— EXCERPTED DATA —
——
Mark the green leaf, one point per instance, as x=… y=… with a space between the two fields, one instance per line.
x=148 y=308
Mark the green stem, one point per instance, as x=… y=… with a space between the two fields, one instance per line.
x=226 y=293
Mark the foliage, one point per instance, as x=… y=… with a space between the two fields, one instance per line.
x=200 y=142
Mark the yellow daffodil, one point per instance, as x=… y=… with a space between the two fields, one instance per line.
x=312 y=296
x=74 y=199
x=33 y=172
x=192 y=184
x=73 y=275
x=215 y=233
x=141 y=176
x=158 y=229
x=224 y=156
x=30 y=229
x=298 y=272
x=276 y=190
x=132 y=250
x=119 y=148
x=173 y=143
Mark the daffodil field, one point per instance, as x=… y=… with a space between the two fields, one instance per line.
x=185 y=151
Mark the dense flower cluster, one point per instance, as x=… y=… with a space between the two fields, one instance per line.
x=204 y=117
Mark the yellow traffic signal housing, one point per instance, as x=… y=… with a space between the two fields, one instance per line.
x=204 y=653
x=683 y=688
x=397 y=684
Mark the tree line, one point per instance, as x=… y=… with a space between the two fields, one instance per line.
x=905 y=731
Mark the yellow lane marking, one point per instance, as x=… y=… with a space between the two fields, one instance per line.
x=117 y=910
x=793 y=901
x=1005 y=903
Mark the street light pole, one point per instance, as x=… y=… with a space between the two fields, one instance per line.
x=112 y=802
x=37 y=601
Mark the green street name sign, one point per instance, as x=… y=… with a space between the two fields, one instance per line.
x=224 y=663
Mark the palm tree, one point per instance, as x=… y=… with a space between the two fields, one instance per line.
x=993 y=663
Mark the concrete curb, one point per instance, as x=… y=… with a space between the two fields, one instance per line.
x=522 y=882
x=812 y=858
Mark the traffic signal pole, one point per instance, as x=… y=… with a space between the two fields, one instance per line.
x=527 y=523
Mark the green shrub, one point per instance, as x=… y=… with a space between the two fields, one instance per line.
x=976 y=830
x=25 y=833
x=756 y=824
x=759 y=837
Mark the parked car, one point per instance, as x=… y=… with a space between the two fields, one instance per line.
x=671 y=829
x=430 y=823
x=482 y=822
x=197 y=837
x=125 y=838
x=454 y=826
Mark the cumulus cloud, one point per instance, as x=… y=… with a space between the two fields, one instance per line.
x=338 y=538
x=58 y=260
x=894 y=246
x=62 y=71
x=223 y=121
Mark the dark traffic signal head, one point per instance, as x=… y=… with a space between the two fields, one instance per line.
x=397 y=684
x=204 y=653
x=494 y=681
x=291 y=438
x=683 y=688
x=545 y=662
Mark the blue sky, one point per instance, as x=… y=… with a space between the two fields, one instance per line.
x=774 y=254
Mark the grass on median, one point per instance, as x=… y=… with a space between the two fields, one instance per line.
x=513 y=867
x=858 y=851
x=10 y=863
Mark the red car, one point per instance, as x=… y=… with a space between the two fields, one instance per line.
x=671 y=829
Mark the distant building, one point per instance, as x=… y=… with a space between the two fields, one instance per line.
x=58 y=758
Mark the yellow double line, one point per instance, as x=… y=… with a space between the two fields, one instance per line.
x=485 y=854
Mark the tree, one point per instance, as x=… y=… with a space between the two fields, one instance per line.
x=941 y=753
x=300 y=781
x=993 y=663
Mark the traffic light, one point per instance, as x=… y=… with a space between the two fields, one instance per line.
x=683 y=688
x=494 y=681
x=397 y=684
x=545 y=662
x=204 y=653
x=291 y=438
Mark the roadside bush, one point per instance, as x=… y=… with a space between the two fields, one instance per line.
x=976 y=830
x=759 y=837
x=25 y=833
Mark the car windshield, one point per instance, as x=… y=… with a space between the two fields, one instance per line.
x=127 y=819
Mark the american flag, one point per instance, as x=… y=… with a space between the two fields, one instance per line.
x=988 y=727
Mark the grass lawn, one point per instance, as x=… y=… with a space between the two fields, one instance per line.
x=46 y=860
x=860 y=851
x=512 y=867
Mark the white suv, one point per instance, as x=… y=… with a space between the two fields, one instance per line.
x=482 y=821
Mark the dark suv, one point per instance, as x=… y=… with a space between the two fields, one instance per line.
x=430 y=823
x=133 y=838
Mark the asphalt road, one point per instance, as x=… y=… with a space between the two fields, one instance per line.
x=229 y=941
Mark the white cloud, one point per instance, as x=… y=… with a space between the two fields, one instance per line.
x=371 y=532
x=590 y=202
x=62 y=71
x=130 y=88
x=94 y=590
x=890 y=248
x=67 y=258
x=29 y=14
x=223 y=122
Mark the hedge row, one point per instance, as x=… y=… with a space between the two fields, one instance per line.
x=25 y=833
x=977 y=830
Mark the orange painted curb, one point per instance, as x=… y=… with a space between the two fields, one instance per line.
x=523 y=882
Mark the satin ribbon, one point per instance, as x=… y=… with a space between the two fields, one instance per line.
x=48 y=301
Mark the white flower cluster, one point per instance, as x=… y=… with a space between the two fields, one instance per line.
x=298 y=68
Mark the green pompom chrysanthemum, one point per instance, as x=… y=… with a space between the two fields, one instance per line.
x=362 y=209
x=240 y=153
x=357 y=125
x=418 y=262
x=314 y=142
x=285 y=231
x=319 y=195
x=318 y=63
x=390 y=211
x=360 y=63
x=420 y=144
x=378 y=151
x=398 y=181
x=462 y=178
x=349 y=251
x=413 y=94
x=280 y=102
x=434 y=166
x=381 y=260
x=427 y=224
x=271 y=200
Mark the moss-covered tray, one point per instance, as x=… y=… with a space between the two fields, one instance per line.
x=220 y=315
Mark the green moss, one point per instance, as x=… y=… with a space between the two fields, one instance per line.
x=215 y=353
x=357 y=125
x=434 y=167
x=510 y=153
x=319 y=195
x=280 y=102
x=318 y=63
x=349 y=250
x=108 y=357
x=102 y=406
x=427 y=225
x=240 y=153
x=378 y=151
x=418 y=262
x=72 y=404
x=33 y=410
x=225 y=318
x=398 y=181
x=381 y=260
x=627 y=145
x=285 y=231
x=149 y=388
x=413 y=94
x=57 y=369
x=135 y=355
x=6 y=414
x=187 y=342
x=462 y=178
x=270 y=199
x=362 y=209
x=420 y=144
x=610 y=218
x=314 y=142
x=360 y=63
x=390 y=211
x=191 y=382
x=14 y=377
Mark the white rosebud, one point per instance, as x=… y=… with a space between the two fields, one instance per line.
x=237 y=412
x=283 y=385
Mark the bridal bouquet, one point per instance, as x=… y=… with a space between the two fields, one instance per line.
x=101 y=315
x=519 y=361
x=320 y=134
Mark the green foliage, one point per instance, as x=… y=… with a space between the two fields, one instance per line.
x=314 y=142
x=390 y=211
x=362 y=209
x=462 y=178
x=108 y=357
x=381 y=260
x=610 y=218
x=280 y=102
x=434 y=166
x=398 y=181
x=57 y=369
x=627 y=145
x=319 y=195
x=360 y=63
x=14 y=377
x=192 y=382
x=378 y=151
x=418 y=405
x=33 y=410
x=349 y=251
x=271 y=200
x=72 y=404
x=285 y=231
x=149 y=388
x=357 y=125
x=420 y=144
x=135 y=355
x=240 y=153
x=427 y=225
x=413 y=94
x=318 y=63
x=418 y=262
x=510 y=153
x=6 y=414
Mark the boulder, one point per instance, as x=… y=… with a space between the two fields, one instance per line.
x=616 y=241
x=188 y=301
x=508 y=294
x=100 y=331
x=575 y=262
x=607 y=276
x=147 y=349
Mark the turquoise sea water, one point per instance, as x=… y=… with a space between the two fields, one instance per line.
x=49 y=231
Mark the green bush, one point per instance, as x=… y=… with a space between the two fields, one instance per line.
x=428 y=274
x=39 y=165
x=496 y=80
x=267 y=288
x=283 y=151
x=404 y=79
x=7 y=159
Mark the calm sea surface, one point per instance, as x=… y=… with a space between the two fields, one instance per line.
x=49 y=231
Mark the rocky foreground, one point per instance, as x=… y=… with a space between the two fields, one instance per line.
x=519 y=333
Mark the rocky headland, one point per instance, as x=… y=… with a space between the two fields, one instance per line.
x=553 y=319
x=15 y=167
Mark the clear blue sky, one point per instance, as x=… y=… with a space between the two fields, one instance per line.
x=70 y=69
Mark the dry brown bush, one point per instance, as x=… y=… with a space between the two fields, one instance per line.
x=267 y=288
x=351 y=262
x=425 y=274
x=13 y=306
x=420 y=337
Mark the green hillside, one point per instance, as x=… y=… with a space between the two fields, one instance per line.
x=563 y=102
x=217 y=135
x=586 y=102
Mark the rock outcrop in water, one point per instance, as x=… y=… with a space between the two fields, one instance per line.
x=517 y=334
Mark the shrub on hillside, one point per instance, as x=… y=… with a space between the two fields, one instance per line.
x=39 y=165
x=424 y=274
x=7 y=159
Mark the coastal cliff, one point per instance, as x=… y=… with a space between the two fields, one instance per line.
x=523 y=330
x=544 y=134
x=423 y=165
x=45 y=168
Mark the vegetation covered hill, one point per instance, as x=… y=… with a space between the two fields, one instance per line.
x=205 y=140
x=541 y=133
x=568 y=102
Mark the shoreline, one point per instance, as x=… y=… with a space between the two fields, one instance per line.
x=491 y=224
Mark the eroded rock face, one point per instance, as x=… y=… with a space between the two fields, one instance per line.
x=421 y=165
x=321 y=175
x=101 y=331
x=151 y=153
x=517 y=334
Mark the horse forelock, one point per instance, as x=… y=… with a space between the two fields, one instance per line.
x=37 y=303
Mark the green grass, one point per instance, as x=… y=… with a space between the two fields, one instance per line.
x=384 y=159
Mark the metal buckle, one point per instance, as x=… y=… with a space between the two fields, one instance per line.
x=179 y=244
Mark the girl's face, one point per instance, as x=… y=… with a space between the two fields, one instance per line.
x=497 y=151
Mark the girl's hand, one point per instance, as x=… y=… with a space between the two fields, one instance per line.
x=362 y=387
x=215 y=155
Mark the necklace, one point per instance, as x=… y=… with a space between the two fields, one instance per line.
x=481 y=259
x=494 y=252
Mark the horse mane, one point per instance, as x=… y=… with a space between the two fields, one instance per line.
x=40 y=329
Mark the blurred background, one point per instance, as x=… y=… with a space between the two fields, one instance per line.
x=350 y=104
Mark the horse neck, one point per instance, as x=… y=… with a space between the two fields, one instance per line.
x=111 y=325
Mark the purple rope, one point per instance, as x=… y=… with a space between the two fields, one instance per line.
——
— SET TASK —
Rewrite the records from the line with "Mark the green moss, one" up to and including the line with "x=320 y=134", changing "bridal bouquet" to "wedding bouquet" and keeping everything else the same.

— OUTPUT —
Mark the green moss, one point per instance, as x=… y=… with a space between the two fields, one instance per line.
x=215 y=353
x=357 y=125
x=434 y=167
x=510 y=153
x=319 y=195
x=280 y=102
x=318 y=63
x=349 y=250
x=108 y=357
x=102 y=406
x=427 y=225
x=240 y=153
x=378 y=151
x=418 y=262
x=72 y=404
x=33 y=410
x=225 y=318
x=398 y=181
x=381 y=260
x=627 y=145
x=285 y=231
x=149 y=388
x=413 y=94
x=57 y=369
x=135 y=355
x=6 y=414
x=187 y=342
x=462 y=178
x=270 y=199
x=362 y=209
x=420 y=144
x=610 y=218
x=314 y=142
x=360 y=63
x=390 y=211
x=191 y=382
x=14 y=377
Mark the white rosebud, one point per instance, as x=… y=… with a space between the two fields, one instance per line.
x=237 y=412
x=283 y=385
Mark the wedding bouquet, one point per instance, as x=… y=… with a space between the two fields, one instance per line.
x=101 y=315
x=519 y=361
x=320 y=134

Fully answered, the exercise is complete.